-- COMPLETE THE FOLLOWING --
(A) In the pet therapy evaluation text below, rewrite the paragraph beginning "SCCV evaluators and facility trainers" as a short bulleted list that keeps its main facts.
(B) Write the next part of the pet therapy evaluation text below, starting right after its final sentence.

-- TEXT EXCERPT --
□ □ □ □ □ □ □
SCCV Evaluation and Team Development

 

SCCV evaluators and facility trainers consider it their highest calling to help Pet Therapy Teams become confident and successful pet therapy participants. The greatest satisfaction we have is seeing our teams move into the community to bring joy to all. Remember that facility trainers and evaluators are here to help you be successful at pet therapy. They are passionately concerned for your safety, your canine’s safety, and the safety and convenience of those you are visiting. Their comments and suggestions are offered only as help based on their extensive experience, not as criticism.

 

Entry Level Evaluation

Both dog and handler will be evaluated separately and together, because their success in pet therapy depends on their individual characteristics and the way they work together as a team. Evaluation begins when a handler opens the vehicle door in the parking lot and lets the dog out. At that time and for the duration of evaluation, the dog must be calm, friendly, non-aggressive toward people and other dogs, and under the control of the handler. Dogs must be clean, well-groomed, and on a four-foot or shorter leash with a collar. No harnesses are allowed unless permission has been obtained beforehand from the SCCV VP of Team Development. Handlers must also be clean and well-groomed, wearing closed-toe shoes and conservative clothing. That means sandals, flip-flops, shorts, short-short skirts, low-cut or transparent blouses, visible underwear, excessive jewelry, etc. are not permitted. Chewing gum and scents such as perfume, cologne or aftershave are not allowed; and some facilities do not permit denim jeans or false fingernails. The characteristics and behavior we are looking for can best be described as follows.
□ □ □ □ □ □ □
-- PROVIDED MATERIAL --
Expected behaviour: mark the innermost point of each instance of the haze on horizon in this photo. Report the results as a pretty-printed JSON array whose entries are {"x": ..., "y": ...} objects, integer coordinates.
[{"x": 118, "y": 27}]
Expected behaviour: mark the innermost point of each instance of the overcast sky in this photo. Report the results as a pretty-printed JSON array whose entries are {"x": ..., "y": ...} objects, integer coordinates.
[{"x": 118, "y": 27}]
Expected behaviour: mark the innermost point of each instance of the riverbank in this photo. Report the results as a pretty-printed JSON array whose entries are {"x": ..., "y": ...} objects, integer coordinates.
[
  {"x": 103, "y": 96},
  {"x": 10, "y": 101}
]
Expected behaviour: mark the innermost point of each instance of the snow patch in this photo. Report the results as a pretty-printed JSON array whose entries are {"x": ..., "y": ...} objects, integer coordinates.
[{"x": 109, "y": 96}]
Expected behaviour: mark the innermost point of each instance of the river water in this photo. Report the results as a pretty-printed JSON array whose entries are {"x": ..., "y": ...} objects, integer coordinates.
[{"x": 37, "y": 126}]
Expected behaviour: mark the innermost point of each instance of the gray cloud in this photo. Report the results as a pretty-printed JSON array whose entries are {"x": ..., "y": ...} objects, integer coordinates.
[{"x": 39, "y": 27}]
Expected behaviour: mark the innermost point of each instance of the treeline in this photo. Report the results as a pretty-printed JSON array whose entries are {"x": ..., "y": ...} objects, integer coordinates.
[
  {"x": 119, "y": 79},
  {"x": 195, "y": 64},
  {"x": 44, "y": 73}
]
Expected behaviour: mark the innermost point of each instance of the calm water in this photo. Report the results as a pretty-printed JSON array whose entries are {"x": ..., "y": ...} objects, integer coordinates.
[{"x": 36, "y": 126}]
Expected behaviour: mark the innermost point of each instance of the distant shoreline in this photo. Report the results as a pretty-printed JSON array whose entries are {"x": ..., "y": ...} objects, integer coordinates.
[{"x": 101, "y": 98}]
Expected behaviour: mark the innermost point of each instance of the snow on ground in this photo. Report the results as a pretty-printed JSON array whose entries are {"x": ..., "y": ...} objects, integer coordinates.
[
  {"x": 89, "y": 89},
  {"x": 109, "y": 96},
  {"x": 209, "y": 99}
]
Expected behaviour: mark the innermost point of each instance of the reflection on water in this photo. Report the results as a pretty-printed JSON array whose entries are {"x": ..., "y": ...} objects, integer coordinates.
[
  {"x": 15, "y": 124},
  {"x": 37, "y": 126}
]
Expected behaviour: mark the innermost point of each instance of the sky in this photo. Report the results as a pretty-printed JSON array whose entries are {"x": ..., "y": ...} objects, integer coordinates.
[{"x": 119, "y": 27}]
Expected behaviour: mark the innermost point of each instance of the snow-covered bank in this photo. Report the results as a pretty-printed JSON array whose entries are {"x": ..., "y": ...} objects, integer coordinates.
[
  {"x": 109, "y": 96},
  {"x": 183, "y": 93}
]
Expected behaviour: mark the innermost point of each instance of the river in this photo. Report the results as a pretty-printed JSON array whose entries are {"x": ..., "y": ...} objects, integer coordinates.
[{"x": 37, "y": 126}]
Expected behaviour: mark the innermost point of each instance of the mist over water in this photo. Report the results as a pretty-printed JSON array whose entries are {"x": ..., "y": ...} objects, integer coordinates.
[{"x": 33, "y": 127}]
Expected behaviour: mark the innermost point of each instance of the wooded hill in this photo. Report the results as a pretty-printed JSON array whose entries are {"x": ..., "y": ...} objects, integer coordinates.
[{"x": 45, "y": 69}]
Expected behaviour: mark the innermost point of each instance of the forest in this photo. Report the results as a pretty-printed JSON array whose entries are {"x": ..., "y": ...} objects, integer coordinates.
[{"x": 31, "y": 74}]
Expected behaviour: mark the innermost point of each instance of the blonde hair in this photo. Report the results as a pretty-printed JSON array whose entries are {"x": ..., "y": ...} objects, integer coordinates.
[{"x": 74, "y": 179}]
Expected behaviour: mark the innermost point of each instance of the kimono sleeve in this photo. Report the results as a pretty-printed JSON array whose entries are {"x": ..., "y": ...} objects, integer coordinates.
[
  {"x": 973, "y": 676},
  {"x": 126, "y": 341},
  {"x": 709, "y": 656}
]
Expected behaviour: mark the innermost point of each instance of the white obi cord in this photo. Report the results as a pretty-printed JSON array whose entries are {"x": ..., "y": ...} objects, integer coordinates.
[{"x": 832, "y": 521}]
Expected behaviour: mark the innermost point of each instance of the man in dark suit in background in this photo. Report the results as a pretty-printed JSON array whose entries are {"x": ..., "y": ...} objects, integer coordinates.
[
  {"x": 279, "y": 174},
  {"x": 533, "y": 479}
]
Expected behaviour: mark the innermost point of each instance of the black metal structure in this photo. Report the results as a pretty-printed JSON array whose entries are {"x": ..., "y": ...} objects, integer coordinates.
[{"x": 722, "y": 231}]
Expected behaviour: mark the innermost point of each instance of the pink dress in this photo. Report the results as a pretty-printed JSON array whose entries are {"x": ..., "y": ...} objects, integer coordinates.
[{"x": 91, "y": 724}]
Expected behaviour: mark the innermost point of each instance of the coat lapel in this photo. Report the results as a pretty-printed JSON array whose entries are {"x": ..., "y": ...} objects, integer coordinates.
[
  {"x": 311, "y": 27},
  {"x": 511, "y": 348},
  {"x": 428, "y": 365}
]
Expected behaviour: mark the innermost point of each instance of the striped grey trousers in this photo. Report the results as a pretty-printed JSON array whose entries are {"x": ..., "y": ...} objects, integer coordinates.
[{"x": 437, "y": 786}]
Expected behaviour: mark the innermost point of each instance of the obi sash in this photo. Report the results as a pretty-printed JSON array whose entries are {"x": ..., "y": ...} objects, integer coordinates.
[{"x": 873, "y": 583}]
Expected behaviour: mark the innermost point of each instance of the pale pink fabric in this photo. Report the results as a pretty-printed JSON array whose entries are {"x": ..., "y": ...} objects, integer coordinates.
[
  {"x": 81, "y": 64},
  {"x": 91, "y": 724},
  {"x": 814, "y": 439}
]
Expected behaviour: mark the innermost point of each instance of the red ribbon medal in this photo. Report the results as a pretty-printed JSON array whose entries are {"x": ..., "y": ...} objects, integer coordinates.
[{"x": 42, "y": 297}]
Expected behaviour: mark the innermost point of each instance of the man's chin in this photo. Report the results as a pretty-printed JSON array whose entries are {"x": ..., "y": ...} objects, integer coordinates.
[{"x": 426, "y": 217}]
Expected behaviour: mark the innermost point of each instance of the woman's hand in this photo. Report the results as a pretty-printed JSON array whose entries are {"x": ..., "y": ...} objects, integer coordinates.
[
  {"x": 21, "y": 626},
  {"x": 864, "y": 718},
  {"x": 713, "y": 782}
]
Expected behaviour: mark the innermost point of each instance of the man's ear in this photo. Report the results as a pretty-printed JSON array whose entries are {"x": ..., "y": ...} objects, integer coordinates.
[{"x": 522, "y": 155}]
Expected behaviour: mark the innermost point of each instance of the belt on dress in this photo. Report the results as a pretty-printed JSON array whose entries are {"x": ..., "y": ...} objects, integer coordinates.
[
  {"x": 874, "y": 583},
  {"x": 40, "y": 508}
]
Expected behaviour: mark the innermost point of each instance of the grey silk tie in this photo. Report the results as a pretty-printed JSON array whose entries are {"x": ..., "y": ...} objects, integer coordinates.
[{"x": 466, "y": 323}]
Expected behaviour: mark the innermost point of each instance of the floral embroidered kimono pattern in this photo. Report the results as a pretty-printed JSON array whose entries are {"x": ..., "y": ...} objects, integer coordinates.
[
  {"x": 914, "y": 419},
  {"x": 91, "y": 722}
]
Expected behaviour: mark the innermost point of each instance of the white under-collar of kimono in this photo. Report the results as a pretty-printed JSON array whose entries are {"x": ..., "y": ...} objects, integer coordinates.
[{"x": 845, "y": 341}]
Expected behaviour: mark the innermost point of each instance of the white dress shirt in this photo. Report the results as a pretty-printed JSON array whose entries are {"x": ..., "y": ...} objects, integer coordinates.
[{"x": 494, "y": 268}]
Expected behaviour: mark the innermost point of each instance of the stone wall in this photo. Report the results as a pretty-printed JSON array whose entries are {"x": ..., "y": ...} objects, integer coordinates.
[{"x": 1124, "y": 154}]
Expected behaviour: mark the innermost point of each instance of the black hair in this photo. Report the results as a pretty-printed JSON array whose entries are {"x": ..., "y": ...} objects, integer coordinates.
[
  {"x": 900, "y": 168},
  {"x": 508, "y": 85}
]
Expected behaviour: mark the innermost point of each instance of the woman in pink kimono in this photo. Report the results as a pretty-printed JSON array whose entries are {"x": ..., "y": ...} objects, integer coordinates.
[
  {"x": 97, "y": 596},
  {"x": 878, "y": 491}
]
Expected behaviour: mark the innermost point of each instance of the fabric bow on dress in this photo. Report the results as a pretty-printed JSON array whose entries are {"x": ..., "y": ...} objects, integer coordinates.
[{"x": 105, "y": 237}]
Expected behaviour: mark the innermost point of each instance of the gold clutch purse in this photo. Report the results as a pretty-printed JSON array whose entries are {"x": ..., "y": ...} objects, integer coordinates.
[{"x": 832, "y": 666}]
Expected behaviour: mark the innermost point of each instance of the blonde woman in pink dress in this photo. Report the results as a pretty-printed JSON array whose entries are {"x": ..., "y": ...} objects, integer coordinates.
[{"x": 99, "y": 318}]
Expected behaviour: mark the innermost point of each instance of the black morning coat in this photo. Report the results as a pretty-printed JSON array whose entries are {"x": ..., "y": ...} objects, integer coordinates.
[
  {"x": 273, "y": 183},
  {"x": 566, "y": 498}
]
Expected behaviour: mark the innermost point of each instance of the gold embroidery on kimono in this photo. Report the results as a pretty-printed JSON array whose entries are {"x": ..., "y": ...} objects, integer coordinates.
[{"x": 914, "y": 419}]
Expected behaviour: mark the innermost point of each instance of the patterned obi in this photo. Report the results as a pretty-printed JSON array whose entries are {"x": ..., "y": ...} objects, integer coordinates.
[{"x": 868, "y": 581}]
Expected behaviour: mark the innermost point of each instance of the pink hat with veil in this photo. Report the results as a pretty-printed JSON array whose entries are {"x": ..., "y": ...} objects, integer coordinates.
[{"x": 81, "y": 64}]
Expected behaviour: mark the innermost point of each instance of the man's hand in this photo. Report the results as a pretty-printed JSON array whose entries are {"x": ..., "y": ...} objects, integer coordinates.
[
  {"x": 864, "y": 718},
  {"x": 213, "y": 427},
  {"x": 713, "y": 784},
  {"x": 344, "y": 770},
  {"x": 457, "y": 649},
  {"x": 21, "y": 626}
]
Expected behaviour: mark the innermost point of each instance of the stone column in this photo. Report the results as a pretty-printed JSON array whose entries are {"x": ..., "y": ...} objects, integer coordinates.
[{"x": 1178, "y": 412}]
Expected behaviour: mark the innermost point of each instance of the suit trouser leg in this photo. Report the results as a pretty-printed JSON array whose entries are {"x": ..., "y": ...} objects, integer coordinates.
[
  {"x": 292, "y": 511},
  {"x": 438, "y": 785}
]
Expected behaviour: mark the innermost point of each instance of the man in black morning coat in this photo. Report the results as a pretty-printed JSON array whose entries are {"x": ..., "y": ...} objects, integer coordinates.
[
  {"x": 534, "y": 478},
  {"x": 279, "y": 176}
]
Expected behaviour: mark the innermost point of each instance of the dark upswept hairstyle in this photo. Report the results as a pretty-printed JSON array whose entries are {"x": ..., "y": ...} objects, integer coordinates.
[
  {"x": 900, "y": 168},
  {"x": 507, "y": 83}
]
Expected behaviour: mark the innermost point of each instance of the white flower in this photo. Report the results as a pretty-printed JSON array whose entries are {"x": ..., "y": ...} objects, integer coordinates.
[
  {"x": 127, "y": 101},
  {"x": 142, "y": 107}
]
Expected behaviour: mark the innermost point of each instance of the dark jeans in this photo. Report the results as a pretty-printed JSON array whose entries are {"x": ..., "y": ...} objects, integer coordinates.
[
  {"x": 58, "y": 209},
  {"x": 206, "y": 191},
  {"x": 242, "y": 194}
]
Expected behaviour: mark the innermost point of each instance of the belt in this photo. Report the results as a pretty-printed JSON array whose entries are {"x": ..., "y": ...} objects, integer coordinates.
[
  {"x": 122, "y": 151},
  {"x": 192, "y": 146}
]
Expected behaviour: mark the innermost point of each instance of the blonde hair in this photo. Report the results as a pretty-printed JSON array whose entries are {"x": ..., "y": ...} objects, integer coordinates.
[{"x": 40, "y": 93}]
□ □ □ □ □ □ □
-- ANSWERS BY ITEM NUMBER --
(A)
- SCCV evaluators and facility trainers see helping Pet Therapy Teams become confident and successful as their highest calling.
- Their greatest satisfaction is seeing teams go into the community to bring joy to all.
- They are there to help handlers succeed at pet therapy.
- They care deeply about the safety of the handler, the dog, and the people being visited, and about the convenience of those people.
- Their comments and suggestions come from extensive experience and are meant as help, not criticism.

(B)
Dogs 

  • Dogs must never display aggression by lunging, growling, snapping, or straining at the leash to get to another dog or a person. 

  • Staring at another dog is considered aggressive behavior.  

  • Dogs must not bark inside the building or bark repeatedly outside.  

  • Dogs must respond to handlers’ commands the first time they are given. “Sit, Spot! Sit! Sit! I said sit!” is not acceptable. 

  • Dogs must demonstrate obedience to “heel, sit, down, stay, and come” commands. The demonstration will be performed at the evaluation session as follows:  

    • On entering the evaluation room, handlers take seats with their dogs at their left sides. Dogs will assume a prone position in response to the down command.  

    • Dogs will face forward and ignore other dogs. They may lie on their sides or stomachs. Napping (even snoring) is permissible for dogs but is frowned upon for handlers.   

  • Handlers will be asked to take turns walking their dogs around the room, demonstrating that their dogs will walk on a loose leash, i.e. neither pulling ahead nor dragging behind, and stay beside their handlers even in a figure eight, where the dog must walk faster than the handler on the outside turn and slow down on the inside turn. 

  • Whenever the handler stops, the dog will sit or stand without moving, at the handler’s side. If the handler is greeting another person with a dog, the handler’s dog will remain sitting quietly and ignoring the other dog when the handler steps forward to greet the other person. 

  • When told to sit and stay, the dog will hold the sit position while the handler walks forward (i.e. does not back away facing the dog) to a maximum distance of 20 feet and turns to face the dog. 

  • When the dog is told to come (“come” or “here” or a variant command), the dog will come directly to the handler. 

  • While other dogs are walking with their handlers around the room, the remaining dogs will stay quietly by their handlers’ sides in the down position. They will not stare, growl, lunge, or bark at other dogs when they come into close proximity. Casual interest is allowed, but you should quickly refocus the dog’s attention on you.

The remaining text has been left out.